··· Study text ···

While Desmond presents Huxley as an industrious achiever, this book is in no way a hagiography. Privately, the evolutionist innovator is characterized as prone to “volcanic moods” and “depressive” with periodic “breakdowns” from both overwork and his emotional demons (Desmond, pp. 84 & 537). Politically, the author is not afraid to show his subjects regressive attitudes. Huxley’s support of violent British imperialism is extreme enough to shock his family. He refers to Afghan tribes defending their land as “blood-thirsty thieves” and approves of England’s “civilizing influence” in South Africa even if it meant using a “heavy hand” (Desmond, p. 493).
Even regarding Huxley’s stellar professional life, the biographer can be rightfully critical. When Huxley fails in a speech, the Desmond explains why (Desmond, p. 478). When Huxley fails to understand Natural Selection even after Darwin works on him, Desmond elucidates how he is being dense (Desmond, p. 223). Though Huxley was an advocate for women’s education, he believed that their “natural limitations” would prevent them from competing with men for science positions (Desmond, p. 371). The career scientist’s record is not presented without blemishes.
Another consistent theme throughout the work is Great Britain’s transformation from a society of privileged gentlemen directing science, business and politics, to a meritocracy where industrious working-class and middle-class men could make a name for themselves. This new ethos is particularly evident in science which, up until this time, was the past time of wealthy aristocrats. “In came the academics and empire builders, secular sons with their B.Sc.s…out went the marginalized clergymen” and elites (Desmond, p. 424).
Despite the book’s many merits, there is no nice way to say this and still be accurate: the writing is awful. Desmond opens with excessive melodrama:
“The lanky 15 year-old sidled down fetid alleyways, past gin palaces and dance halls. Sailors hung out of windows, the gaiety of their boozy whores belying the squalor around them. The boy’s predatory looks and patched clothes seemed in keeping. But his black eyes betrayed a horror at the sights: ten crammed into a room, babies diseased from erupting cesspits, the uncoffined dead gnawed by rats” (Desmond, p. 3).
When the style is not being melodramatic, it is pompous and excessively ornamental: “Nature was no capricious dame to be appeased by the gods” (Desmond, p. 85). Rarely are statements made simply. Where Huxley is consulting with factory bosses and engineers, Desmond confuses the message that hard-working professionals were replacing privileged aristocrats: Using grandiloquent imagery, he writes “Huxley was in his muddy boots, moving the centre of the world, making the dead Oxbridge outer planets revolve round the solar furnace of the Black Country” (Desmond, p. 513). A more Hemingway-esque pen could have easily trimmed at least 100 pages from the biography by eliminating overblown decoration.
Though the writing is atrocious, no literary criticism can demean the quality of the information. Desmond has researched well. There are probably other books on Huxley that waste less time with bombast. However, one would be hard-pressed to find a study as thorough. Readers will have to decide for themselves how much pretentious writing they can tolerate.
Desmond, Adrian. Huxley. From Devil’s Disciple to Evolution’s High Priest. Reading, Mass : Addison-Wesley, 1997.

··· Extracted information ···

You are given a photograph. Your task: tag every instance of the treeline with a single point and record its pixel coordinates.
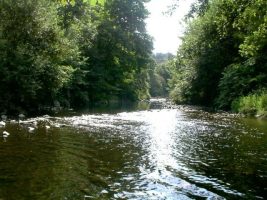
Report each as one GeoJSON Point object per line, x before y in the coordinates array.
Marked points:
{"type": "Point", "coordinates": [222, 61]}
{"type": "Point", "coordinates": [72, 53]}
{"type": "Point", "coordinates": [160, 74]}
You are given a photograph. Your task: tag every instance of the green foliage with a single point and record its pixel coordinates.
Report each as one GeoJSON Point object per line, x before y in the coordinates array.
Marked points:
{"type": "Point", "coordinates": [255, 103]}
{"type": "Point", "coordinates": [34, 57]}
{"type": "Point", "coordinates": [75, 52]}
{"type": "Point", "coordinates": [223, 55]}
{"type": "Point", "coordinates": [160, 74]}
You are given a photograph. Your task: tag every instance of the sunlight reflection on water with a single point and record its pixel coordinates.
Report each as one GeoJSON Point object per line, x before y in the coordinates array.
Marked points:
{"type": "Point", "coordinates": [151, 154]}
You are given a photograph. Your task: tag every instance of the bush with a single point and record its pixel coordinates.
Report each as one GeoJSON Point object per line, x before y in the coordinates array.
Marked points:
{"type": "Point", "coordinates": [253, 104]}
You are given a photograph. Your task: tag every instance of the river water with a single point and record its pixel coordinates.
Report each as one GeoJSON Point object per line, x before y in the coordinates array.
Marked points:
{"type": "Point", "coordinates": [149, 152]}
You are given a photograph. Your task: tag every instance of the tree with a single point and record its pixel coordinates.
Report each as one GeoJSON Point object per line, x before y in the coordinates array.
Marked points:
{"type": "Point", "coordinates": [35, 56]}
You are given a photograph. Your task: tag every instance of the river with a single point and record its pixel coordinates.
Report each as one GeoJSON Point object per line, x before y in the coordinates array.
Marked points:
{"type": "Point", "coordinates": [148, 152]}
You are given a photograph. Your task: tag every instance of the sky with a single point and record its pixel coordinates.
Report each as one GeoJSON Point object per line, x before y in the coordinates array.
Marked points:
{"type": "Point", "coordinates": [166, 29]}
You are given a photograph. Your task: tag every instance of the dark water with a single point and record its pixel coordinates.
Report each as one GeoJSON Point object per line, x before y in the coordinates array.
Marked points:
{"type": "Point", "coordinates": [158, 153]}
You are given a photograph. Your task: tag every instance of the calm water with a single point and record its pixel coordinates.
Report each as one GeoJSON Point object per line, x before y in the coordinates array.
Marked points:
{"type": "Point", "coordinates": [159, 153]}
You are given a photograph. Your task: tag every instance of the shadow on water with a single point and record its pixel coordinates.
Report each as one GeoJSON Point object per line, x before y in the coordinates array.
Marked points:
{"type": "Point", "coordinates": [149, 150]}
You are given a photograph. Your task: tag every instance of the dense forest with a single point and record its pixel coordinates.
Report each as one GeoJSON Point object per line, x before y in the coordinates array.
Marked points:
{"type": "Point", "coordinates": [72, 53]}
{"type": "Point", "coordinates": [222, 61]}
{"type": "Point", "coordinates": [78, 53]}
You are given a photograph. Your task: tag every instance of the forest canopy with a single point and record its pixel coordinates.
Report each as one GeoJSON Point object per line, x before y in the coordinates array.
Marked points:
{"type": "Point", "coordinates": [72, 52]}
{"type": "Point", "coordinates": [223, 55]}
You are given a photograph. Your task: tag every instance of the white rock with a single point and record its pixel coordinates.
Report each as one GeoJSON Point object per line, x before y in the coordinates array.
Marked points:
{"type": "Point", "coordinates": [2, 124]}
{"type": "Point", "coordinates": [5, 133]}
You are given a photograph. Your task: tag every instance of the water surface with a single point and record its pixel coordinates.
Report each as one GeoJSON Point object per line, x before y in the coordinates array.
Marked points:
{"type": "Point", "coordinates": [157, 153]}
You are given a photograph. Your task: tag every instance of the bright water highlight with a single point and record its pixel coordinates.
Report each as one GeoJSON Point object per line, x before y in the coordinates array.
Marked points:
{"type": "Point", "coordinates": [162, 153]}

···

Brief 1
In the Huxley review, rewrite the paragraph that begins "Even regarding Huxley's stellar professional life" more briefly, keeping its main facts.
Brief 2
Reproduce the part of the Huxley review starting with "Even regarding Huxley’s" and going on through "presented without blemishes.".
The material has no connection to the Huxley review.

Response 1
Desmond is fairly critical even of Huxley's distinguished career. He explains why Huxley fails in a speech. He also shows how dense Huxley was in not grasping Natural Selection even after Darwin worked on him. Finally, he notes that Huxley championed women's education but believed their "natural limitations" would keep them from competing with men for science positions. Huxley's record appears with its blemishes.

Response 2
Even regarding Huxley’s stellar professional life, the biographer can be rightfully critical. When Huxley fails in a speech, the Desmond explains why (Desmond, p. 478). When Huxley fails to understand Natural Selection even after Darwin works on him, Desmond elucidates how he is being dense (Desmond, p. 223). Though Huxley was an advocate for women’s education, he believed that their “natural limitations” would prevent them from competing with men for science positions (Desmond, p. 371). The career scientist’s record is not presented without blemishes.